* [PASAJE CITADO]:
--------------------------------

Cuando una ciudad cumple con el rol de ser una capital nacional, se convierte en algo más que en el centro neurálgico de un país. Además de aquel rol, se convierte en el documento construido de una nación.

A pocas semanas de tener camiones repletos de manifestantes pasando en contravía por mi calle, a altas horas de la madrugada; de presenciar cómo llegaban camiones militares para estacionarse frente a mi casa, me encuentro en un escenario diferente. Estoy en Washington D. C., otra capital que también sufre –a su manera– sus propios momentos de crisis.

En varias ocasiones he mencionado que la consolidación de la capital estadounidense tomó mucho tiempo más de lo previsto. Washington D. C. fue la que más sufrió el ataque británico en sus intentos de reconquista de 1812. La Casa Blanca y el Capitolio originales fueron convertidos en cenizas. Para cuando la ciudad comenzaba a levantarse, debió enfrentar las consecuencias de estar próxima al frente de batalla, durante la Guerra de Secesión.

Las directrices que consolidaron a la capital federal recién se dieron a comienzos del siglo pasado, con el Plan McMillan, influenciado por la visión monumentalista de la época. Ahí quedaron plasmados el National Mall, los memoriales y los edificios públicos complementarios que caracterizan a la ciudad. Luego, durante la Guerra fría, Washington D. C. agregó una arquitectura brutalista, que se tomó las capas intermedias de la ciudad, con edificios de un Estado sobredimensionado y destinado a resistir la competencia ideológica y geopolítica contra la Unión Soviética.

--------------------------------

* [INFORMACIÓN PROPORCIONADA]:
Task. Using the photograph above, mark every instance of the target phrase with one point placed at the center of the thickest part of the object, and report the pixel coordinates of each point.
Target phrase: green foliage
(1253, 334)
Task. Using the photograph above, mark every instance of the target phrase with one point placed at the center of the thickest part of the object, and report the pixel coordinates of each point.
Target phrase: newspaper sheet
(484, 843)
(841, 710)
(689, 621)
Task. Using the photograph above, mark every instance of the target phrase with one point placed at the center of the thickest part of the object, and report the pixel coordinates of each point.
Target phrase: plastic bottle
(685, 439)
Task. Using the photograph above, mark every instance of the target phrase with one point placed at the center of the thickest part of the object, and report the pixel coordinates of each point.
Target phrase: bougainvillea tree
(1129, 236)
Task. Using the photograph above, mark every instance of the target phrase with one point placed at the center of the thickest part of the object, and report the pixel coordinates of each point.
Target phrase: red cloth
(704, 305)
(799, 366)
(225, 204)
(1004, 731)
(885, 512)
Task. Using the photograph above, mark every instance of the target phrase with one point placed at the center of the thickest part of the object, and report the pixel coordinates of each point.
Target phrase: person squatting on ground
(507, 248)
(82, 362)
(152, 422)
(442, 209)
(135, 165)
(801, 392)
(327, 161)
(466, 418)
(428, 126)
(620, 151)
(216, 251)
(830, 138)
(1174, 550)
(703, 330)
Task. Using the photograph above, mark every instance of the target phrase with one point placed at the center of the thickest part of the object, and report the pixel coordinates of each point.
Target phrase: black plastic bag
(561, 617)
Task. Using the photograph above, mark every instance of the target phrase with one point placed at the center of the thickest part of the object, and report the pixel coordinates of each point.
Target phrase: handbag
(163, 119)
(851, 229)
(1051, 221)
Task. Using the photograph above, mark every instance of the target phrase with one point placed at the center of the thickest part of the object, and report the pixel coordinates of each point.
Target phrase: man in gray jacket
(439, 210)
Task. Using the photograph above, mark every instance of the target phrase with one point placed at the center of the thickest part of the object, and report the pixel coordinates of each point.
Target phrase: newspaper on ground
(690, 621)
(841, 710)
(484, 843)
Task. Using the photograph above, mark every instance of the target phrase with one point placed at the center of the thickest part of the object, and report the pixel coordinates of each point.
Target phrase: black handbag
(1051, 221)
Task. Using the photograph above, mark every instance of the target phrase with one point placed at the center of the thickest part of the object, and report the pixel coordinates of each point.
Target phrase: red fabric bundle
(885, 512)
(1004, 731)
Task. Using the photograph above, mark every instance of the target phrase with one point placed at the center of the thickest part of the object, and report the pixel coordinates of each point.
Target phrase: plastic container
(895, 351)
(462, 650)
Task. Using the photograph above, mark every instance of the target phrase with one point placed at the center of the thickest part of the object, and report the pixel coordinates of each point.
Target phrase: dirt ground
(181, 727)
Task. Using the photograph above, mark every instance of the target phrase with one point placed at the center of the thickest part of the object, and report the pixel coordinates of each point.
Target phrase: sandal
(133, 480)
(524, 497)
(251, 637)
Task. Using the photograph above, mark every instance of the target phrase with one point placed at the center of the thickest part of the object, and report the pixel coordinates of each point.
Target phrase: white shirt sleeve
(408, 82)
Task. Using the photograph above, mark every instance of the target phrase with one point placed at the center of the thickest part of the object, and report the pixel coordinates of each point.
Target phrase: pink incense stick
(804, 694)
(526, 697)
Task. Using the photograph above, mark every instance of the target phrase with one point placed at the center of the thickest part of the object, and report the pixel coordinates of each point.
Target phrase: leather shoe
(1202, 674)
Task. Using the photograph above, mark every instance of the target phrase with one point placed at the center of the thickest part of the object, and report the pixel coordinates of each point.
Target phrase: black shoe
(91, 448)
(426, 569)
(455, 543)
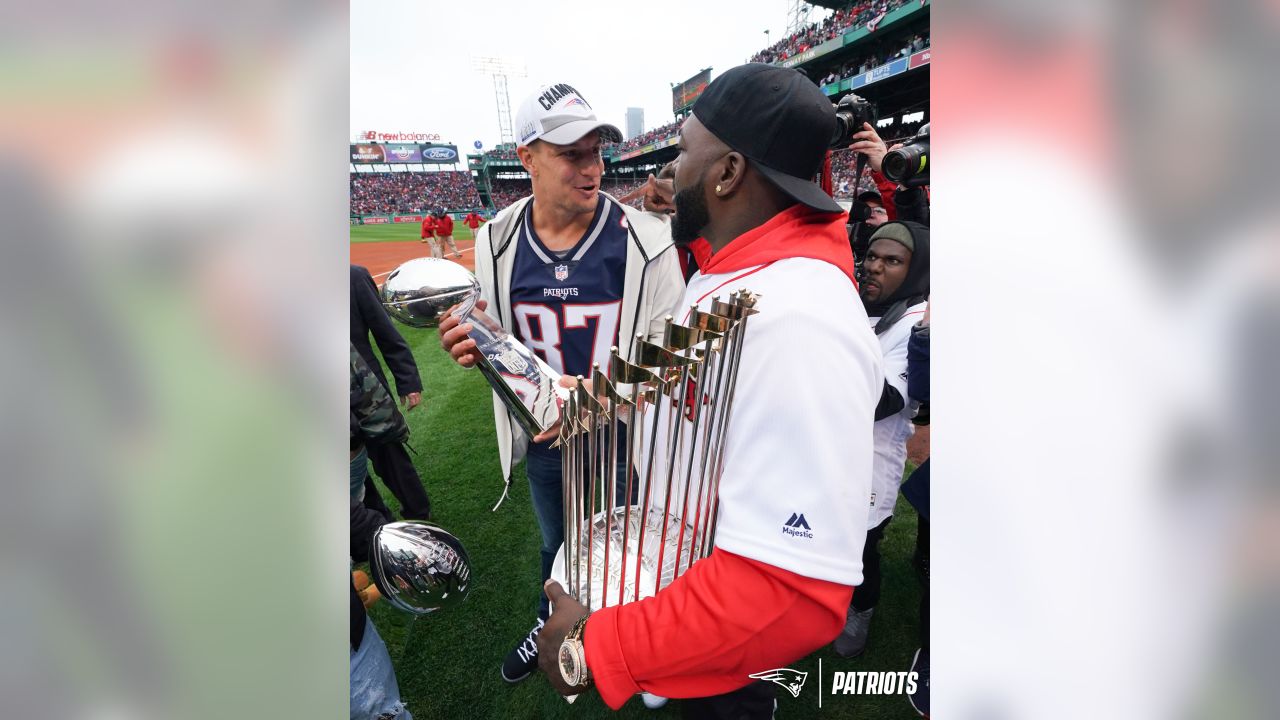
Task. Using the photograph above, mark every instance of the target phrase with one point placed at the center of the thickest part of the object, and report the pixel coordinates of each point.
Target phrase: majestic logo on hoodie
(798, 527)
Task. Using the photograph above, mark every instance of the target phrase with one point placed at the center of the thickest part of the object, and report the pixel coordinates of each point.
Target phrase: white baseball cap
(561, 115)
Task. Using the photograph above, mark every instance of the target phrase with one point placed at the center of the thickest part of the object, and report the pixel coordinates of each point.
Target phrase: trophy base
(622, 580)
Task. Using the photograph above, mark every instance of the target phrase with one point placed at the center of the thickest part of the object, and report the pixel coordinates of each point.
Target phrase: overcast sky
(411, 67)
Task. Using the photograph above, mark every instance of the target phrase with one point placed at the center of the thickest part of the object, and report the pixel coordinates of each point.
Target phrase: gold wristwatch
(572, 657)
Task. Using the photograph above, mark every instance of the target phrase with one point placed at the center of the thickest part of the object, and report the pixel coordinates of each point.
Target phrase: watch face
(568, 664)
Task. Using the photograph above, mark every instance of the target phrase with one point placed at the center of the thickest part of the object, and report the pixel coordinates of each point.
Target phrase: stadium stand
(855, 16)
(652, 136)
(844, 185)
(374, 194)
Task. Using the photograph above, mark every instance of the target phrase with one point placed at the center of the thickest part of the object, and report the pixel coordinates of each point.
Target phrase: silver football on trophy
(419, 566)
(423, 290)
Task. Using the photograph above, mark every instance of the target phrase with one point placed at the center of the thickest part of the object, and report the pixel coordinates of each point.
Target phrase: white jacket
(892, 432)
(652, 288)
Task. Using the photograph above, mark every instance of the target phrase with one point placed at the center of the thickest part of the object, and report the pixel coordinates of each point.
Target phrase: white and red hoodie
(799, 446)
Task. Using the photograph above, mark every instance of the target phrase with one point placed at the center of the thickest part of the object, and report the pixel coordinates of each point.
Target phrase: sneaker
(653, 701)
(920, 697)
(853, 639)
(522, 660)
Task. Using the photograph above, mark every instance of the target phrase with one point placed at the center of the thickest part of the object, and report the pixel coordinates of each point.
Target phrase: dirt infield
(382, 258)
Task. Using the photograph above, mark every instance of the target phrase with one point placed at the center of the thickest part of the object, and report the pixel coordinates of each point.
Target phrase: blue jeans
(374, 693)
(548, 499)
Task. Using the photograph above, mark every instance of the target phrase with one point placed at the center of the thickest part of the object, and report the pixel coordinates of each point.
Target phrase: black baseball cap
(777, 118)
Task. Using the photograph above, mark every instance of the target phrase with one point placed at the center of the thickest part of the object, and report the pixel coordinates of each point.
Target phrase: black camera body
(851, 112)
(909, 165)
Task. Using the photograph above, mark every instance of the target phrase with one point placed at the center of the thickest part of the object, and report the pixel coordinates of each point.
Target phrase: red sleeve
(886, 187)
(702, 636)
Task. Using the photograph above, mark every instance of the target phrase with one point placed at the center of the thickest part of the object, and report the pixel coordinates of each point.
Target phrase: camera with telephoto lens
(909, 165)
(851, 112)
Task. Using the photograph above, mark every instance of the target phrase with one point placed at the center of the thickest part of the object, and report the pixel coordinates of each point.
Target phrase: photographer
(908, 203)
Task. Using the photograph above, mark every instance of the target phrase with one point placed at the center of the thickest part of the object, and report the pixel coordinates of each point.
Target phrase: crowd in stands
(503, 192)
(652, 136)
(882, 54)
(373, 194)
(840, 22)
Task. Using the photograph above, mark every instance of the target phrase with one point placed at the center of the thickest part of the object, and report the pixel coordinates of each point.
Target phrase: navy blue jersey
(567, 308)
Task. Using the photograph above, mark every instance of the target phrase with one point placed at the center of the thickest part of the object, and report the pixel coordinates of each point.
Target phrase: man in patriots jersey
(429, 235)
(572, 273)
(799, 447)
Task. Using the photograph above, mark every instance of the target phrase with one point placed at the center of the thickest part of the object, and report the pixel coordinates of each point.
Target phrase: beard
(691, 215)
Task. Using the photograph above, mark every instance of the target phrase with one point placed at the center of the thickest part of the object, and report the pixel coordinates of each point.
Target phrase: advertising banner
(368, 154)
(438, 154)
(686, 92)
(880, 73)
(402, 153)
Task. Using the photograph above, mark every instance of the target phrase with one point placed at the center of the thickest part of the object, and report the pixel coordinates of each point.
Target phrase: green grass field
(402, 231)
(447, 662)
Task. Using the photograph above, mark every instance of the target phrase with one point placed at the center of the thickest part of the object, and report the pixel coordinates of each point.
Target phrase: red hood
(795, 232)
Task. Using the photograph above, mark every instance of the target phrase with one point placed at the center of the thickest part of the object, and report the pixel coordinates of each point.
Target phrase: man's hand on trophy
(568, 382)
(566, 613)
(455, 341)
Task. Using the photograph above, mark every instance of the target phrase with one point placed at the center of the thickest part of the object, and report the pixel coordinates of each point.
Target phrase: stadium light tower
(798, 16)
(499, 69)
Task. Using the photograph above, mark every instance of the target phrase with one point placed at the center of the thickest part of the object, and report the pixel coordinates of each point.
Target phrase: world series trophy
(423, 291)
(668, 427)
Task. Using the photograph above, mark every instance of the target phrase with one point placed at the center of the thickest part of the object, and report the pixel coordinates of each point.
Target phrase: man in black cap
(895, 292)
(391, 459)
(790, 527)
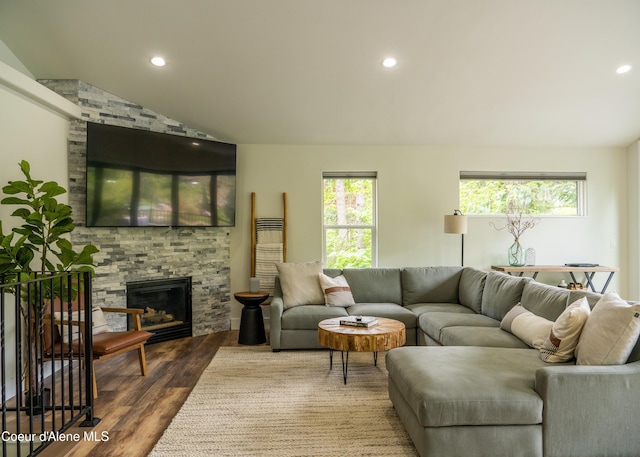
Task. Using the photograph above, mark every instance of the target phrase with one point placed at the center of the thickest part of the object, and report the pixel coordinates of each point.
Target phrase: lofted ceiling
(539, 73)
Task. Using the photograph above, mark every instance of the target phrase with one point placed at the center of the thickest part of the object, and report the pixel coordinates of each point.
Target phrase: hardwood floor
(135, 410)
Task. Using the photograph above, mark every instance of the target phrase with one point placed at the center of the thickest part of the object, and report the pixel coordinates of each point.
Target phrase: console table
(589, 272)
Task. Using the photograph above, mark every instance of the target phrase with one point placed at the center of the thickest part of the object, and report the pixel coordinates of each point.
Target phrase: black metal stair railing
(45, 360)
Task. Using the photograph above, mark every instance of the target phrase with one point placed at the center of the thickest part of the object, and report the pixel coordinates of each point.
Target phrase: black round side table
(251, 322)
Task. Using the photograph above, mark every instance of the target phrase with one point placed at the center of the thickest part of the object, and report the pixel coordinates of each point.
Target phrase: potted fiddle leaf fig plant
(37, 247)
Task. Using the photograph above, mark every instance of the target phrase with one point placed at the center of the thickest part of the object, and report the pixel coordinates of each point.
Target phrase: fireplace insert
(166, 304)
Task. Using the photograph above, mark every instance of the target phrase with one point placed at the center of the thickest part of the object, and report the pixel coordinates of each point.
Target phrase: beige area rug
(254, 402)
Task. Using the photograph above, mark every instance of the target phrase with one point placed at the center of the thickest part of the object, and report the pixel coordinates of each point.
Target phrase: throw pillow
(98, 320)
(610, 333)
(561, 343)
(300, 283)
(336, 291)
(531, 329)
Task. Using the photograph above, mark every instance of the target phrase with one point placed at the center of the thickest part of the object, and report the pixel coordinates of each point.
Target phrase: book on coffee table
(359, 321)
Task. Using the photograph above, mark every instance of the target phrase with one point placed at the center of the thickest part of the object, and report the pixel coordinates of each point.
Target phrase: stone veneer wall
(144, 253)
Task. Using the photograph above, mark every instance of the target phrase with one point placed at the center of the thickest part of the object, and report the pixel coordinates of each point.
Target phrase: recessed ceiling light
(389, 62)
(158, 61)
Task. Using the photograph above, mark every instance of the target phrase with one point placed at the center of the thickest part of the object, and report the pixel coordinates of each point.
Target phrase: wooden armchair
(105, 345)
(111, 344)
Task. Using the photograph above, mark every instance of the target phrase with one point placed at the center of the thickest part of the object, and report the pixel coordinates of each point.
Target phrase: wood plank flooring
(135, 410)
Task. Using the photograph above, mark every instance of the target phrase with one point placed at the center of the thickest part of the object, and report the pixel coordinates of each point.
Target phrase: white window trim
(578, 176)
(374, 227)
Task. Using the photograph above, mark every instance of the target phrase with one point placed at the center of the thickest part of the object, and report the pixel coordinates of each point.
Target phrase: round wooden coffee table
(385, 335)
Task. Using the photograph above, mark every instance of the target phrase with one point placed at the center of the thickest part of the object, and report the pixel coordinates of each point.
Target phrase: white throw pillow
(610, 333)
(531, 329)
(98, 320)
(300, 283)
(336, 291)
(561, 343)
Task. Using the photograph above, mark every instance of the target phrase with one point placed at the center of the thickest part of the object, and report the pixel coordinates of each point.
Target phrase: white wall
(633, 172)
(417, 186)
(34, 125)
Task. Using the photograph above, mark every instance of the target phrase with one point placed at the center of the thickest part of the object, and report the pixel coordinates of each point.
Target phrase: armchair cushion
(109, 342)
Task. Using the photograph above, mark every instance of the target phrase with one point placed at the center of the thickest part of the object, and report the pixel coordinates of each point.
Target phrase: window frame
(373, 176)
(579, 177)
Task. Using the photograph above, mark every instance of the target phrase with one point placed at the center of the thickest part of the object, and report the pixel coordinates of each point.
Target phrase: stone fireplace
(167, 307)
(130, 254)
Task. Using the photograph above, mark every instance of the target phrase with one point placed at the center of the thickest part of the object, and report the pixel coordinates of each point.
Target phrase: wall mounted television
(138, 178)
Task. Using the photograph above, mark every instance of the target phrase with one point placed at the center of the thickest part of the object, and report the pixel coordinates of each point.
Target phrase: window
(349, 220)
(492, 193)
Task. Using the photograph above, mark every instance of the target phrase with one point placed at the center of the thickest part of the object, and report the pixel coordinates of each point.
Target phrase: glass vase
(515, 254)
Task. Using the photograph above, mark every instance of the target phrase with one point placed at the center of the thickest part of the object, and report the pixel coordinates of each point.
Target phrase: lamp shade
(455, 223)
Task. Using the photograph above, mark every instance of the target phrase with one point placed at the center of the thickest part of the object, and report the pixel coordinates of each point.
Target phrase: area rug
(254, 402)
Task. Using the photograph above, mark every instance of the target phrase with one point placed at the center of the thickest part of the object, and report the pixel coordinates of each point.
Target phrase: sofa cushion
(471, 287)
(336, 291)
(300, 283)
(611, 332)
(544, 300)
(388, 310)
(592, 297)
(374, 285)
(530, 328)
(501, 293)
(430, 284)
(480, 337)
(421, 308)
(433, 323)
(561, 343)
(451, 386)
(308, 317)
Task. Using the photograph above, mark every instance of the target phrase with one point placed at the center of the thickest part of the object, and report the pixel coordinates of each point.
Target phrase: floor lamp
(456, 223)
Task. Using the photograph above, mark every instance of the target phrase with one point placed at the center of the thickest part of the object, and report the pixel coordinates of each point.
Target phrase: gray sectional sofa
(464, 385)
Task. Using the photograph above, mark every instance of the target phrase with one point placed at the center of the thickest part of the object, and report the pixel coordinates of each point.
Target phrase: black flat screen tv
(138, 178)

--------------------------------

* [RETOS]:
a: Según el pasaje citado, ¿con qué plan se establecieron a comienzos del siglo pasado las directrices que consolidaron la capital federal?
b: Enumera todo lo que, según el pasaje citado, quedó plasmado con el Plan McMillan.
c: Reproduce textualmente el fragmento del pasaje citado desde "Las directrices que" hasta "la Unión Soviética.".
El listado no interviene en nada de esto.

* [SOLUCIONES DE EJERCICIOS]:
a: Con el Plan McMillan.

b: El National Mall, los memoriales y los edificios públicos complementarios que caracterizan a la ciudad.

c:
Las directrices que consolidaron a la capital federal recién se dieron a comienzos del siglo pasado, con el Plan McMillan, influenciado por la visión monumentalista de la época. Ahí quedaron plasmados el National Mall, los memoriales y los edificios públicos complementarios que caracterizan a la ciudad. Luego, durante la Guerra fría, Washington D. C. agregó una arquitectura brutalista, que se tomó las capas intermedias de la ciudad, con edificios de un Estado sobredimensionado y destinado a resistir la competencia ideológica y geopolítica contra la Unión Soviética.